■ WORK INSTRUCTIONS ■
A - In the memory glossary, what share of participants tend to remember false events?
B - According to the memory glossary, why does the Easterbrook hypothesis hold that stress leads to better memory for central details than for peripheral ones?
C - Summarize the memory glossary in two sentences.

■ TEXT UNDER STUDY ■
==================================================

Special Mechanism Hypothesis
The theory that flashbulb memories are encoded via a unique, biologically-based mechanism due to emotional arousal.
Ordinary Mechanism Hypothesis
The idea that flashbulb memories result from standard memory processes like rehearsal, distinctiveness, and emotional salience.
Support for Ordinary Mechanism
Evidence that flashbulb memories change over time despite high confidence and that emotional content increases rehearsal, not accuracy.
Talarico & Rubin (2003)
Study comparing recall of flashbulb and everyday events, finding that accuracy of flashbulb memories declined over time like everyday memories while confidence remained high.
Own-Race Bias
The tendency for people to better recognize faces of their own race.
Fusiform Face Area (FFA)
A specialized brain area involved in face perception.
Prosopagnosia
Face blindness; the inability to recognize familiar faces due to damage, often in the FFA.
Correspondence
The accuracy of memory compared to the actual event.
Source Monitoring
Determining the origins of memories.
DRM Procedure
An experimental method in cognitive psychology used to study false memory formation by showing related words.
Imagination Inflation
The phenomenon where imagining events can increase the belief that they actually occurred.
Misinformation Effect
The distortion of memory due to misleading information presented after an event.
Estimator Variables
Uncontrollable factors that can affect eyewitness memory, such as lighting and stress.
Yerkes-Dodson Law
The principle that moderate arousal leads to optimal performance, while too much or too little arousal impairs it.
Easterbrook Hypothesis
The idea that stress narrows attention, leading to better memory of central details compared to peripheral ones.
Weapon Focus
The effect where the presence of a weapon draws attention away from other details.
Cognitive Interview
An interview technique designed for eyewitnesses using psychological principles to enhance recall.
Context Reinstatement
A component of the cognitive interview that uses the encoding specificity principle to enhance memory recall.
Hypermnesia
Memory improvement over repeated attempts to recall information.
Confabulation
The act of creating false memories without the intent to deceive.
False Memory Susceptibility
The tendency for about 25–30% of participants to remember false events.

==================================================

■ RECORDS PROVIDED ■

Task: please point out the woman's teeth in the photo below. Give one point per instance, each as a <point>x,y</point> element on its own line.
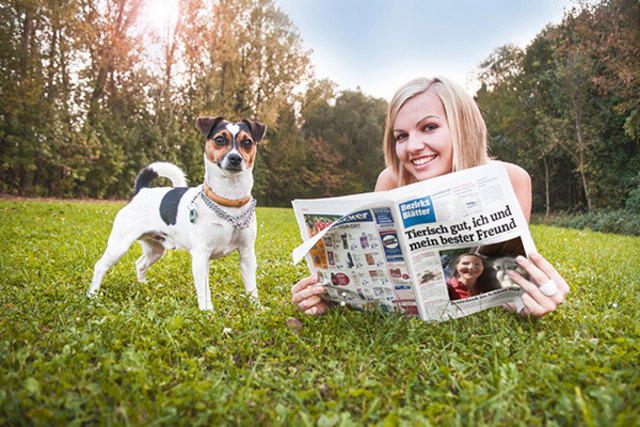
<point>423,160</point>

==================================================

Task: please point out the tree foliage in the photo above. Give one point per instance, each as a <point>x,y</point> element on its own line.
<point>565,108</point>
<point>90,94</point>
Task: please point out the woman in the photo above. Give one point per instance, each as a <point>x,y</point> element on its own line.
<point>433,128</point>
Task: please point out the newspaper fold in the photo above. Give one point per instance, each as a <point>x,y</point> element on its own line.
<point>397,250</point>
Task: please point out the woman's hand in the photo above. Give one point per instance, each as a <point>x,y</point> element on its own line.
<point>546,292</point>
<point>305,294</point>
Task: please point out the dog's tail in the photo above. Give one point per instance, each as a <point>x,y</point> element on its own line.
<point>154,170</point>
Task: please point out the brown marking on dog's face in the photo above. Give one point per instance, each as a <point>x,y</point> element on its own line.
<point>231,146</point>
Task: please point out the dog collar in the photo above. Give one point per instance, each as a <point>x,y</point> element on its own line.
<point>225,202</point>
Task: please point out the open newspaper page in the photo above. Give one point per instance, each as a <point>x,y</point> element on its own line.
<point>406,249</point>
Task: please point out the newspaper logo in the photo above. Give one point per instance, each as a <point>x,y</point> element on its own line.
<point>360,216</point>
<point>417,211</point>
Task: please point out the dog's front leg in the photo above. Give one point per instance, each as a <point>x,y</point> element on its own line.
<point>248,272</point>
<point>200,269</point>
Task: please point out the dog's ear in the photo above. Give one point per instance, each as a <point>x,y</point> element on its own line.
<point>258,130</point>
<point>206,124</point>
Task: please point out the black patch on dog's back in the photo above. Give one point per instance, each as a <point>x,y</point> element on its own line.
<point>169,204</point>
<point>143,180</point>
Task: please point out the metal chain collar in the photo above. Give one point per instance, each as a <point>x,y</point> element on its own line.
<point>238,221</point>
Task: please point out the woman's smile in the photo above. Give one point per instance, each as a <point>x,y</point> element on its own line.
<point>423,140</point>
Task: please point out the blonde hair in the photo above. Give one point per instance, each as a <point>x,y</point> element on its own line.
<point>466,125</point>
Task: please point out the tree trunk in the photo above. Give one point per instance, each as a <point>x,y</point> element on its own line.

==================================================

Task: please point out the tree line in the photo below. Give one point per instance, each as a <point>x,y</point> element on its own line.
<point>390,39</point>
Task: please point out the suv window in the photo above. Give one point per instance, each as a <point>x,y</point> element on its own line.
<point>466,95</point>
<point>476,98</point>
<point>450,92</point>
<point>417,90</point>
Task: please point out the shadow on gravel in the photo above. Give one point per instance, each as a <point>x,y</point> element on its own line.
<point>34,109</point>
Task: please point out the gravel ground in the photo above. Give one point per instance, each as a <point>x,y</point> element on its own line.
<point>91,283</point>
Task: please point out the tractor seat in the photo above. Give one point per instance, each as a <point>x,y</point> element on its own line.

==================================================

■ RESULTS OF THE TASKS ■
A - About 25–30%.

B - Stress narrows attention, and that narrowing produces better memory of central details than of peripheral ones.

C - The glossary contrasts the view that flashbulb memories come from a special arousal-based mechanism with the view that they come from ordinary memory processes, citing Talarico and Rubin (2003), who found their accuracy declined like everyday memories while confidence remained high. It also defines terms on face recognition, such as own-race bias and prosopagnosia, on false memory, such as the DRM procedure and the misinformation effect, and on eyewitness memory, such as weapon focus and the cognitive interview.